__TASK INSTRUCTIONS__
#1 In the report on paper commodity markets, what change in incoming OCC did the Midwest city's audit find compared with 2019?
#2 Extend the report on paper commodity markets, picking up right after its final sentence.

EXCERPTED PASSAGE Block Start

Domestic demand stays steady

Departments - Commodities Paper

Packaging firms reported strong demand for boxes and containerboard with the holiday season approaching.

December 2, 2020

With the holiday season approaching, many packaging firms have reported “healthy demand” for boxes and containerboard in recent months. Several domestic mill operators say business has been robust lately.

One mill buyer based in the Midwest says operations have come back “quite strong” in the latter half of the year. While he says it’s hard to say what specific factor has helped domestic mills run better this fall, he adds, “E-commerce is a big part of it. It’s the growth of at-home buying really across the board.”

“We have seen Malaysia, Korea, Indonesia and everybody worried in terms of importing ‘foreign trash.” – a broker on the West Coast

With domestic mills operating well, demand for old corrugated containers (OCC) seems to be holding steady. A mill buyer in the South says OCC markets are more “balanced” than they had been last year and even earlier this year.

“Even though domestic demand is up, Chinese companies are now out of the market completely,” he says. “That has allowed for more [OCC] tonnage to be available domestically. Some other Asian countries have picked up purchases in November. But, for all intents and purposes, corrugated is balanced.”

Published OCC prices have not moved up or down much heading into the November buying period, either. However, several recyclers have expressed concerns about Fastmarkets RISI’s PPI Pulp & Paper Week prices that were published Nov. 5.

“I don’t think cardboard is being priced accurately by a long shot,” a recycler in the Upper Midwest says, adding that generation of OCC from commercial streams is down, yet demand for that material has gone up in recent months.

On the flip side, material recovery facilities (MRFs) are seeing more OCC arrive via residential single-stream recycling programs. A MRF operator based in the Midwest says his city audited its material stream for this year, and it has seen a 7 percent increase in incoming OCC and a 13 percent decrease in mixed paper compared with 2019.

Mixed paper prices inched up again in the November buying period, with the MRF operator noting that the price gap between OCC and mixed paper has been narrowing.

Despite the improvement, a West Coast-based broker adds that it hasn’t totally changed the fact that mixed paper will always be a slightly lower quality paper grade that will contain some prohibitives.

EXCERPTED PASSAGE Block End
INFORMATION PROVIDED Block Start

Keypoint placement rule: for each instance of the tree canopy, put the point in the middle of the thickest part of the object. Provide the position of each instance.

INFORMATION PROVIDED Block End

__SOLVED TASKS__
#1 A 7 percent increase.

#2
“Vietnam is saying mixed paper is too contaminated; it’s still 10 percent trash.” – a MRF operator in the Midwest

While new opportunities for mixed paper are available domestically, export markets are a different story. In late September, Vietnam announced plans to ban mixed paper imports by Dec. 31, 2021. The country’s prime minister issued a statement that details new import guidelines for recyclables. The statement identifies mixed paper by its harmonized commodity code and explains that the material will only be allowed for import until the end of 2021, according to the English translation of the statement.

The MRF operator says, “Vietnam is saying mixed paper is too contaminated; it’s still 10 percent trash.”

“We have seen Malaysia, Korea, Indonesia and everybody worried in terms of importing ‘foreign trash,’” the broker on the West Coast says. “[Mixed paper is] the No. 1 item that probably contains a little bit more than normal of the prohibitives. It is the lowest furnish grade that we ship or export from the U.S.”

Demand for sorted office paper (SOP) and deinking grades also has remained challenged throughout 2020, primarily because of factors related to the ongoing pandemic. Although tissue mills had high demand for SOP and deinking grades in the first part of the year, demand has decreased for away-from-home tissue products that use recovered paper.

“If it wasn’t for this pandemic, the price of sorted office paper would be through the roof,” the recycler in the Upper Midwest adds.

But commercial generation also is down in most parts of the U.S. A recycler on the West Coast who handles recovered paper primarily from the commercial sector says generation has not returned to prepandemic levels. She estimates that commercial generation is down by about 40 percent this year.